- EXERCISE DESCRIPTION -
Repeat the material below word for word, from the line containing "Label every wooden dining" up to and including the line containing "168;182;264;276".

- DATASET CONTENT -
-- BEGIN --

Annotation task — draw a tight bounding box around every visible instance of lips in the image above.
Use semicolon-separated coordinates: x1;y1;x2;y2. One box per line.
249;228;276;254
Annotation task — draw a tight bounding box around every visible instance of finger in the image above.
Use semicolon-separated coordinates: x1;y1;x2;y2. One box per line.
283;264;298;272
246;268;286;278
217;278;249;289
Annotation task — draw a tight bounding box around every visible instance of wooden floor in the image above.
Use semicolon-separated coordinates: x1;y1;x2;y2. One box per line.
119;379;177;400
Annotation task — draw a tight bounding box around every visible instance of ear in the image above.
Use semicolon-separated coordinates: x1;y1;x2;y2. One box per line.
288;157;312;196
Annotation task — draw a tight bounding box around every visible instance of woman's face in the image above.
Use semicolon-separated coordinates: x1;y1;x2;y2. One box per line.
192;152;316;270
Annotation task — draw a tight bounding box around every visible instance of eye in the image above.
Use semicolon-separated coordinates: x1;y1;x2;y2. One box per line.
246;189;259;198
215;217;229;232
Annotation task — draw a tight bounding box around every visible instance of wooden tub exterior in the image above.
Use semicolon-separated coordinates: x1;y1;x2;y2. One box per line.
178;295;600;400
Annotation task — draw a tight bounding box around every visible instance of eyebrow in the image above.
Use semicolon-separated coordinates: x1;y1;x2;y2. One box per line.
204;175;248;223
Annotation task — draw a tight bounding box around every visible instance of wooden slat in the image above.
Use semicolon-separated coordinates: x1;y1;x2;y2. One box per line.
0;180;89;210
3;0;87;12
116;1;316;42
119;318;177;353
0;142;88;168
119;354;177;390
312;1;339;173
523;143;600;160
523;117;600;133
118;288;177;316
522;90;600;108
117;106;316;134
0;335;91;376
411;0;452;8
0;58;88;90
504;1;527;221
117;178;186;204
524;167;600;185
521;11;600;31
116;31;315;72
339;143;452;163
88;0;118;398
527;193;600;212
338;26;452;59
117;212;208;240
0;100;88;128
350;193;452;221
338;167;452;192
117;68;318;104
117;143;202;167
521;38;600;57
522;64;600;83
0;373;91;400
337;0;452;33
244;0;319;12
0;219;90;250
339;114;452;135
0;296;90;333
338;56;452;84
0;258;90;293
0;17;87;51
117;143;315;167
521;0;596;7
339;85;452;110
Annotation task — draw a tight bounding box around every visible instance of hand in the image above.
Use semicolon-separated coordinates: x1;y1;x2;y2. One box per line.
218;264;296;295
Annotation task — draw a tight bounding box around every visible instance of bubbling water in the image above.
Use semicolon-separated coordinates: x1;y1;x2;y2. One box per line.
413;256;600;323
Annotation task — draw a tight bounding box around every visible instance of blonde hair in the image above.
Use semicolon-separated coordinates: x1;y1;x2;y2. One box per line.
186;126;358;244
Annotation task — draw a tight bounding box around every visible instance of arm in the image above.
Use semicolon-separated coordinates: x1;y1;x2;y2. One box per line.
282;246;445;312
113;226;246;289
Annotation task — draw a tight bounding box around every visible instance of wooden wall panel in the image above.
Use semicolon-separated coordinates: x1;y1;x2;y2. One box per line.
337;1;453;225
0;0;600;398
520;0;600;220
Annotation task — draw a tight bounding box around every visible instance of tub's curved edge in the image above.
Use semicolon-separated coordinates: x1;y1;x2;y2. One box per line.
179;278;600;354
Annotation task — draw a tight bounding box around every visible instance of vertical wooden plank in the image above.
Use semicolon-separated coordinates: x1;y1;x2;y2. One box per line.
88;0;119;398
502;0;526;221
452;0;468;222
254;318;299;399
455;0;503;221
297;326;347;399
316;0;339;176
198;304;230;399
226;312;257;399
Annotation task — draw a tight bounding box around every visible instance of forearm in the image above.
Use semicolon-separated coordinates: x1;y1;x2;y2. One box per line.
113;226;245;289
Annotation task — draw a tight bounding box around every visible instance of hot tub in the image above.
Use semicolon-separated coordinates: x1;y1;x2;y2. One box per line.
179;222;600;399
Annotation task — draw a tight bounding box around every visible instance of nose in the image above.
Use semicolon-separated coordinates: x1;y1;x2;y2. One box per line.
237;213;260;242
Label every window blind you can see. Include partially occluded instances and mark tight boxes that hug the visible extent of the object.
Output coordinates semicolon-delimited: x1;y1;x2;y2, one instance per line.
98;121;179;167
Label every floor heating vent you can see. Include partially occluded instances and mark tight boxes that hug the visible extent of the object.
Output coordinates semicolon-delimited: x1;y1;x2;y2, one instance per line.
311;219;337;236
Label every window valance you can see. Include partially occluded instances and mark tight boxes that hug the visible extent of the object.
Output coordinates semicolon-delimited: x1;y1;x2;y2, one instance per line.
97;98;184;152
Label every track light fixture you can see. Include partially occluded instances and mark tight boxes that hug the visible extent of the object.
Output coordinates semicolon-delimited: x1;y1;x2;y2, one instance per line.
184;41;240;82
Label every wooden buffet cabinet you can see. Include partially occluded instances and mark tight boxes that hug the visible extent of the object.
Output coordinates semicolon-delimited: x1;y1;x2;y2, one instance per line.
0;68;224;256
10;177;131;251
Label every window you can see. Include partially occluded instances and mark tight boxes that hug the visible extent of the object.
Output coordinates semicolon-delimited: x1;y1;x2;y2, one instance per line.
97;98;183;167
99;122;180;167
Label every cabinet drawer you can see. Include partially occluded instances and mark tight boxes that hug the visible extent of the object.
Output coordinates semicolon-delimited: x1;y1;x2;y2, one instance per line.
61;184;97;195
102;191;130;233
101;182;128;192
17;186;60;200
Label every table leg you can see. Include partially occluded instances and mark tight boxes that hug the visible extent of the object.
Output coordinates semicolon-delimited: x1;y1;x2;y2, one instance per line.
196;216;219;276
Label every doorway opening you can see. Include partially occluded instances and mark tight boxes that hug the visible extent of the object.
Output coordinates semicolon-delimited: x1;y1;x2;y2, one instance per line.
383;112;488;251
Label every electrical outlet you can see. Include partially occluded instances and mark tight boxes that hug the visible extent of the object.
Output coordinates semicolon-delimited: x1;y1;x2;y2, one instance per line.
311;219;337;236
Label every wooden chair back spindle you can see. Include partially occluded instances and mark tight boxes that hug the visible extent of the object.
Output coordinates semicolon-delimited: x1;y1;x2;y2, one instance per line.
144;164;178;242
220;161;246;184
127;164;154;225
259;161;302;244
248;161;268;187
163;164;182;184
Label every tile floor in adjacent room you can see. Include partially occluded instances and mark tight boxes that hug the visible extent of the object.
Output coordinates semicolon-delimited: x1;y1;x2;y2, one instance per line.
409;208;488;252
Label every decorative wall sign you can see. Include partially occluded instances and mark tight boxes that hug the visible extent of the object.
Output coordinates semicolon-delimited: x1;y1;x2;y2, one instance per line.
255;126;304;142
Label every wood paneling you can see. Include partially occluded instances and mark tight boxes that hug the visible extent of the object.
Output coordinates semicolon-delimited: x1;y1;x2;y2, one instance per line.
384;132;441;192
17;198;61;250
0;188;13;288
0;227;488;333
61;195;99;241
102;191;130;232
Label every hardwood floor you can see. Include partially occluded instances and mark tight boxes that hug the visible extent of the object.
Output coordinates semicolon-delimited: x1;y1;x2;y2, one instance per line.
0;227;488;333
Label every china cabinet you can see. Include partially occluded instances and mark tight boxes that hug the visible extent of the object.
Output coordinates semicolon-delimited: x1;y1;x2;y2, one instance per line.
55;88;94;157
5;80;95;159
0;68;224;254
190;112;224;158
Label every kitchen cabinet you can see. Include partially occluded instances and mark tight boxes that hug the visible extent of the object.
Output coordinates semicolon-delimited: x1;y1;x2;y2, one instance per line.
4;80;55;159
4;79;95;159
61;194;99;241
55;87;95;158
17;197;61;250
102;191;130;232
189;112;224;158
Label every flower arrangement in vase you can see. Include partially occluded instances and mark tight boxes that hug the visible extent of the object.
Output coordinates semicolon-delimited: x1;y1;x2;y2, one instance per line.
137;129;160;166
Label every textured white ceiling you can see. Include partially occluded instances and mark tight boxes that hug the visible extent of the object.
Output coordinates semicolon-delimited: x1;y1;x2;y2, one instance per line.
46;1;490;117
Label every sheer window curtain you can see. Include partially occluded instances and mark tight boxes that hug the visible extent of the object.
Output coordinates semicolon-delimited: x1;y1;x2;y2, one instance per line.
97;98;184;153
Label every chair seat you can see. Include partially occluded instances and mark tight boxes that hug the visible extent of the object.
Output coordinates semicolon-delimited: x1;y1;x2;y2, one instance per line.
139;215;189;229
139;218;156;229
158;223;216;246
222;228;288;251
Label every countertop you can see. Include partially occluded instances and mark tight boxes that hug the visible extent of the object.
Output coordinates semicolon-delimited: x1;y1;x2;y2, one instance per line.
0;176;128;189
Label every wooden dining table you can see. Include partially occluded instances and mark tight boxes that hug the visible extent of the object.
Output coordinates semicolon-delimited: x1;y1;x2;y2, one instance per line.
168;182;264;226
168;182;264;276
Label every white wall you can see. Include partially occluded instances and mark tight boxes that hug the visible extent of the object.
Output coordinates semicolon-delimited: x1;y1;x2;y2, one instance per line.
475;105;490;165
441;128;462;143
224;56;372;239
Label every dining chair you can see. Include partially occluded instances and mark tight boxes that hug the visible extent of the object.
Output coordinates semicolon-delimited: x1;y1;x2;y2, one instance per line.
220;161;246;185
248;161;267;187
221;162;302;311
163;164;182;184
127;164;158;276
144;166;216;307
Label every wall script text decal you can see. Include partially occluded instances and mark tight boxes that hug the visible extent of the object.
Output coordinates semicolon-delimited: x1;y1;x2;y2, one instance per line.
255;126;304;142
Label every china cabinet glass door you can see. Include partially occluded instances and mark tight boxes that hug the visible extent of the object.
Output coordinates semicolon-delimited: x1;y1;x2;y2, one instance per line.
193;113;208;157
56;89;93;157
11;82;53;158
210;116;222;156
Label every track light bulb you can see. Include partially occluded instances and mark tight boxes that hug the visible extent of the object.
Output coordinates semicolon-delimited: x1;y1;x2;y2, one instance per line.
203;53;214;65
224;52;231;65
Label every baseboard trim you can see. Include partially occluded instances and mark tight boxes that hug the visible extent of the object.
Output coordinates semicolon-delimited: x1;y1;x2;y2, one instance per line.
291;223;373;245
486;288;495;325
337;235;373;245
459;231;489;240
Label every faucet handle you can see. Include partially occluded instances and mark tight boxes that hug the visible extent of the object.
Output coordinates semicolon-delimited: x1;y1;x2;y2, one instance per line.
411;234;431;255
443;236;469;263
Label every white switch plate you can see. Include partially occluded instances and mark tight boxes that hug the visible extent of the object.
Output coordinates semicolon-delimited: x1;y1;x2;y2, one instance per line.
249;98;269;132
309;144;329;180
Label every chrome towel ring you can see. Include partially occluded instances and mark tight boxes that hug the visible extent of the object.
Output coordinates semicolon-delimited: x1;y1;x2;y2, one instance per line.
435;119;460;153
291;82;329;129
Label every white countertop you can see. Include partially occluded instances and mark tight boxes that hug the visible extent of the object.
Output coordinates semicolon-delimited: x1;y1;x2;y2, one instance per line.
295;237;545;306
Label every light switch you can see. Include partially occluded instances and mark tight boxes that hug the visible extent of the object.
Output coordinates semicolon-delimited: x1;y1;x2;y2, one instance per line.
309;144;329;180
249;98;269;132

-- END --

- SOLUTION TO THIS PROBLEM -
Label every wooden dining table you can see. Include partially occluded instances and mark tight boxes that hug the visible extent of the object.
Output coordinates semicolon-delimited: x1;y1;x2;y2, one instance per line.
168;182;264;226
168;182;264;276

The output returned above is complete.